* [YOUR OBJECTIVE]
Set the pictures aside and return each record below precisely as written.

* [Point localization data]
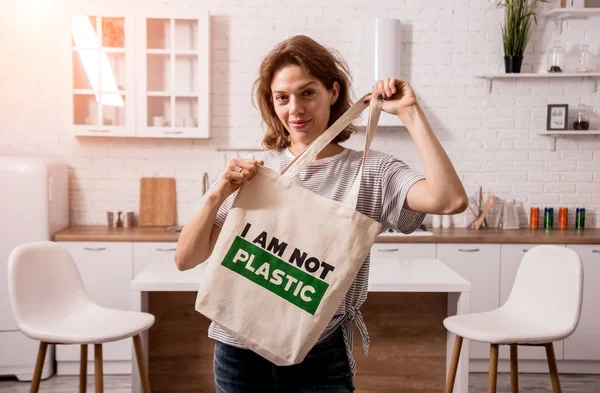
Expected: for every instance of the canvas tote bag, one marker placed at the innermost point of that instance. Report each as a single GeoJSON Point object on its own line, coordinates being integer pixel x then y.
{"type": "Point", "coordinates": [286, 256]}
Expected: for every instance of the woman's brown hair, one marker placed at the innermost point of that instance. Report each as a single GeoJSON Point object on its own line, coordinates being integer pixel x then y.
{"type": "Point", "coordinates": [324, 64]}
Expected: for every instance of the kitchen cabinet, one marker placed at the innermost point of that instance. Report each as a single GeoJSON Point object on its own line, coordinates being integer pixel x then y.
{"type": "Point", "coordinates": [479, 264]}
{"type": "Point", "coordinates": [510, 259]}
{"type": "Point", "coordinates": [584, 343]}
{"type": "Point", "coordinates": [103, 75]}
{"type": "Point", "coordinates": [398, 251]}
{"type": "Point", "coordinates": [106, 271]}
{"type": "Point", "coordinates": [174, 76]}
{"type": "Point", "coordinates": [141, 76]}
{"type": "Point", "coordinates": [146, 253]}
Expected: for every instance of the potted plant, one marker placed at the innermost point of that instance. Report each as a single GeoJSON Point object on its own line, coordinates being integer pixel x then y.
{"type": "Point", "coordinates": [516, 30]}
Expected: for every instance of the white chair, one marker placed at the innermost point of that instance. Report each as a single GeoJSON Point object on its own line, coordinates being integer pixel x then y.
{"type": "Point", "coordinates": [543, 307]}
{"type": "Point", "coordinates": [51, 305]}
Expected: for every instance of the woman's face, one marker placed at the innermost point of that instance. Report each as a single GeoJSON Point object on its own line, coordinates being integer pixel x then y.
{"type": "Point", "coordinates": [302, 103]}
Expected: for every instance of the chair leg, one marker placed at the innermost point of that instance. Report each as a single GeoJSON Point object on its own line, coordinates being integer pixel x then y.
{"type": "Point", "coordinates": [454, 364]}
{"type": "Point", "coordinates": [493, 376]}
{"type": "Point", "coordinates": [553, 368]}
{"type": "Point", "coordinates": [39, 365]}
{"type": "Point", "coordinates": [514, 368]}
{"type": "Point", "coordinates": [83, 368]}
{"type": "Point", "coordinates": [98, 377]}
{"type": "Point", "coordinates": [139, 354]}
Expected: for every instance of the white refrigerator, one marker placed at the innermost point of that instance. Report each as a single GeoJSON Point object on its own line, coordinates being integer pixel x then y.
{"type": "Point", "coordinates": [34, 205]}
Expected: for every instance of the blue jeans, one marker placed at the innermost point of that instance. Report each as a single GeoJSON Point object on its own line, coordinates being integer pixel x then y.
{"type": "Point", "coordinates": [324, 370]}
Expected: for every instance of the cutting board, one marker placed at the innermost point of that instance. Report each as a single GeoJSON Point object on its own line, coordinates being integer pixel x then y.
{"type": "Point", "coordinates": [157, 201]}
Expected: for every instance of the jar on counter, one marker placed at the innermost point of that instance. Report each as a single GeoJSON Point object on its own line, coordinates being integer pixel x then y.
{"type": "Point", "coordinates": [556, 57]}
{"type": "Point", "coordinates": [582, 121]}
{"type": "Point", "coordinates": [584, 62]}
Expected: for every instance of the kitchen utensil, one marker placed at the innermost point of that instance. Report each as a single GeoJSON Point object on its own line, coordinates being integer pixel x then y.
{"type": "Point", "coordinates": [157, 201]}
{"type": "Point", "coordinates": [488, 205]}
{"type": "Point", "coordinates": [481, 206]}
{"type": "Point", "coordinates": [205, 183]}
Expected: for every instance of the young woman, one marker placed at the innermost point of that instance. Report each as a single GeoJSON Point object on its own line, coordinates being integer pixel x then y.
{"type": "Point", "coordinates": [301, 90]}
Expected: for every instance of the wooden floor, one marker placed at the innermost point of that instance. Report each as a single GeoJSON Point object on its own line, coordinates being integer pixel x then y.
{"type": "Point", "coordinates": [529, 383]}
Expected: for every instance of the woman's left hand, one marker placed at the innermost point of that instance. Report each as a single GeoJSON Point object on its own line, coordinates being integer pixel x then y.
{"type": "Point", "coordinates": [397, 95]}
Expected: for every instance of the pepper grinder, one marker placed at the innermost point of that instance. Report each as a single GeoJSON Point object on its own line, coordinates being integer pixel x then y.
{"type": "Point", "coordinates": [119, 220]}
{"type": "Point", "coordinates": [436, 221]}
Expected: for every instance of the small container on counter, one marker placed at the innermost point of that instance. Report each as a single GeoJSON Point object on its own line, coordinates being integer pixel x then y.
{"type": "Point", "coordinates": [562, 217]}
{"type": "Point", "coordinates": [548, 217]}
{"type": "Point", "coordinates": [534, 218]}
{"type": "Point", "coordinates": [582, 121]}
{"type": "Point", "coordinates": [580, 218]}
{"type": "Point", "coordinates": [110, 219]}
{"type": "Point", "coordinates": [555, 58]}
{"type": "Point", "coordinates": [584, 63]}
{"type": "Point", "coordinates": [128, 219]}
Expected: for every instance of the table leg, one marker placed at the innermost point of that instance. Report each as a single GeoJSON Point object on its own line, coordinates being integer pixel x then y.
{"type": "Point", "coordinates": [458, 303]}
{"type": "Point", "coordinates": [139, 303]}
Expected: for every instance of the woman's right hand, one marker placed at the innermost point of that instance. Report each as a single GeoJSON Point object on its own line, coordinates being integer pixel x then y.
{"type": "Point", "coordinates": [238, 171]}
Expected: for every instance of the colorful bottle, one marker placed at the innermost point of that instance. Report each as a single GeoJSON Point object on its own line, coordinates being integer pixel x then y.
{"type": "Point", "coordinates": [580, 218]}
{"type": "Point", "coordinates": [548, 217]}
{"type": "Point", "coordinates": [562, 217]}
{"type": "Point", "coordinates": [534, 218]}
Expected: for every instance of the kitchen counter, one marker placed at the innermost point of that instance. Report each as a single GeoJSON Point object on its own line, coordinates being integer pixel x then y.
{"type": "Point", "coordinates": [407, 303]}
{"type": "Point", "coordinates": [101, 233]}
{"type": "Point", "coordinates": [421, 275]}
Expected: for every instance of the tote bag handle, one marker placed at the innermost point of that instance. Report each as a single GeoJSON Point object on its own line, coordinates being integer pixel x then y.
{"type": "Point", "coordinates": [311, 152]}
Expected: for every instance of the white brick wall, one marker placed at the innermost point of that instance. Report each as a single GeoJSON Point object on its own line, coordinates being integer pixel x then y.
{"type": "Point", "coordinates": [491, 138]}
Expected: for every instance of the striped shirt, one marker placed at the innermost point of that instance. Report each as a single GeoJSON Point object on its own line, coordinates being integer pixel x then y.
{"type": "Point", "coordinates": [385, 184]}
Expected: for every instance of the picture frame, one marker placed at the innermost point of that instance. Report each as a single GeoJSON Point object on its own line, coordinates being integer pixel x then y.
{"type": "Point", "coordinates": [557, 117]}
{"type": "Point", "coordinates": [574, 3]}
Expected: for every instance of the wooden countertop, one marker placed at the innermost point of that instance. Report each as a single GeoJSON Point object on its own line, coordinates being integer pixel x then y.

* [RESULT OF THE EXERCISE]
Expected: for every instance of the canvas tote bag, one marker placed at the innermost point of that instance. Report each as a single GeoJSON Point object on its own line, coordinates being integer pixel x then y.
{"type": "Point", "coordinates": [286, 256]}
Expected: for every instance of the woman's brown hair, one marker placed at the innermost point of that instance. Report each as a single GeoJSON Point object on its own line, coordinates being integer pixel x then y.
{"type": "Point", "coordinates": [324, 64]}
Expected: for every instance of the kitchen cabinet, one marker placed at the innermost point of that instance. Report each as a single GeoJSON Point object on its own line, coordinates being integer pixel x then y.
{"type": "Point", "coordinates": [479, 264]}
{"type": "Point", "coordinates": [510, 259]}
{"type": "Point", "coordinates": [584, 343]}
{"type": "Point", "coordinates": [103, 75]}
{"type": "Point", "coordinates": [398, 251]}
{"type": "Point", "coordinates": [106, 271]}
{"type": "Point", "coordinates": [174, 76]}
{"type": "Point", "coordinates": [141, 76]}
{"type": "Point", "coordinates": [146, 253]}
Expected: for every instance of the potted plant, one marker placed at the innermost point of that instance. Report each as a single GeoJSON Point object on its own line, coordinates being integer pixel x then y.
{"type": "Point", "coordinates": [516, 30]}
Expected: for every instance of the white chair, one marker placed at the innermost point of that instance. Report each as a single GeoJSON Point object on its own line, coordinates being integer pixel x then y.
{"type": "Point", "coordinates": [543, 307]}
{"type": "Point", "coordinates": [51, 305]}
Expected: for every instance of the woman's face, one marker placed at the innermost point of that instance. Report each as a single GeoJSON Point object on its own line, coordinates being integer pixel x then y.
{"type": "Point", "coordinates": [302, 103]}
Expected: for every instance of the chair leg, one marker placed at the innermost point of that instance. Report each as a single GeoJSON Point object on its own line, coordinates being integer pixel x then y.
{"type": "Point", "coordinates": [454, 364]}
{"type": "Point", "coordinates": [493, 376]}
{"type": "Point", "coordinates": [553, 368]}
{"type": "Point", "coordinates": [39, 365]}
{"type": "Point", "coordinates": [514, 368]}
{"type": "Point", "coordinates": [83, 368]}
{"type": "Point", "coordinates": [98, 377]}
{"type": "Point", "coordinates": [139, 354]}
Expected: for every instance of the white refrigerator, one marker placed at the innermost point of that instance. Report each as a single GeoJSON Point object on its own line, coordinates being integer pixel x then y.
{"type": "Point", "coordinates": [34, 205]}
Expected: for every instance of the blue jeans, one marker placed at the innermost point of that instance. Report each as a single GeoJSON Point object on its own line, coordinates being integer pixel x then y.
{"type": "Point", "coordinates": [324, 370]}
Expected: for every instance of the cutting board, one marker placed at the innermost point of that instance. Report each as a single GeoJSON Point object on its own line, coordinates being integer pixel x then y.
{"type": "Point", "coordinates": [157, 201]}
Expected: for every instance of the jar on counter, one marker placed at the innermost point of that instance. Report each as a single GeoJSON Point object on its own line, coordinates being integer pixel x then y.
{"type": "Point", "coordinates": [556, 57]}
{"type": "Point", "coordinates": [582, 121]}
{"type": "Point", "coordinates": [584, 62]}
Expected: for every instance of the kitchen utensil, one marker placed at the innermost point of that instance. Report each as a single GeoJSON Point object on its own line, coordinates being integer pixel x then y.
{"type": "Point", "coordinates": [157, 201]}
{"type": "Point", "coordinates": [488, 205]}
{"type": "Point", "coordinates": [481, 206]}
{"type": "Point", "coordinates": [205, 183]}
Expected: for every instance of the young woman, one marker placed at the innermost point of that instance. Report each as a single GeoJSON Point object on its own line, coordinates being integer pixel x then y.
{"type": "Point", "coordinates": [301, 90]}
Expected: for every instance of the wooden floor, one marker placed at the innermost point of that instance. Report each as a single GeoJSON Point object on its own line, coordinates being integer pixel x then y.
{"type": "Point", "coordinates": [529, 383]}
Expected: for every instance of the woman's left hand, one marker placed at the innermost point of that instance. Report each as a single GeoJSON Point object on its own line, coordinates being integer pixel x then y.
{"type": "Point", "coordinates": [397, 95]}
Expected: for every instance of the pepper grinder, one marker placed at the innermost point of that instance. Report each as a single GeoJSON Point object on its own line, coordinates being integer pixel x then y.
{"type": "Point", "coordinates": [119, 220]}
{"type": "Point", "coordinates": [436, 221]}
Expected: for every instance of the small container on counter, one marker placed at the innermost point of that instance. Report each as a single GeoJSON Point object on its own line, coordinates being integer pixel x then y.
{"type": "Point", "coordinates": [562, 217]}
{"type": "Point", "coordinates": [548, 217]}
{"type": "Point", "coordinates": [534, 218]}
{"type": "Point", "coordinates": [582, 121]}
{"type": "Point", "coordinates": [580, 218]}
{"type": "Point", "coordinates": [110, 219]}
{"type": "Point", "coordinates": [555, 58]}
{"type": "Point", "coordinates": [584, 63]}
{"type": "Point", "coordinates": [128, 219]}
Expected: for every instance of the table leg, one marker placed at the innermost point of that instance. Report each as a single GeoJSON Point object on its own line, coordinates being integer pixel x then y.
{"type": "Point", "coordinates": [458, 303]}
{"type": "Point", "coordinates": [139, 303]}
Expected: for every instance of the woman's right hand, one marker placed at the innermost point of that instance. Report each as a single GeoJSON Point object on its own line, coordinates being integer pixel x then y.
{"type": "Point", "coordinates": [238, 171]}
Expected: for every instance of the colorful bottle, one marker placed at the innermost point of that instance. Report each as a single GeoJSON Point object on its own line, coordinates being integer pixel x then y.
{"type": "Point", "coordinates": [580, 218]}
{"type": "Point", "coordinates": [548, 217]}
{"type": "Point", "coordinates": [562, 217]}
{"type": "Point", "coordinates": [534, 218]}
Expected: for every instance of the kitchen counter, one marker placed at the innermost point of that instance. Report each as a single GeoJSON Point object on its own line, coordinates being integer pixel x then y.
{"type": "Point", "coordinates": [407, 303]}
{"type": "Point", "coordinates": [101, 233]}
{"type": "Point", "coordinates": [421, 275]}
Expected: for every instance of the tote bag handle, one marker placed at the innermost point of that instance. Report each as a single GeoJSON Point object on its own line, coordinates being integer pixel x then y.
{"type": "Point", "coordinates": [311, 152]}
Expected: for every instance of the white brick wall, one marker placed at the innermost point of that instance. Report each as a single GeoJSON Point object on its own line, coordinates being integer pixel x then y.
{"type": "Point", "coordinates": [491, 138]}
Expected: for every instance of the striped shirt, one marker placed at the innermost point of that instance. Report each as a single GeoJSON Point object on its own line, coordinates being integer pixel x then y.
{"type": "Point", "coordinates": [385, 184]}
Expected: for every instance of the picture frame, one marker placed at the innermost point of that instance. Report each as a single GeoJSON Point object on its own line, coordinates being integer pixel x then y.
{"type": "Point", "coordinates": [557, 117]}
{"type": "Point", "coordinates": [574, 3]}
Expected: for every instance of the wooden countertop, one marker placed at the innermost point of that instance. Report each as a single GeoJSON Point object on its own line, coordinates being integer pixel x then y.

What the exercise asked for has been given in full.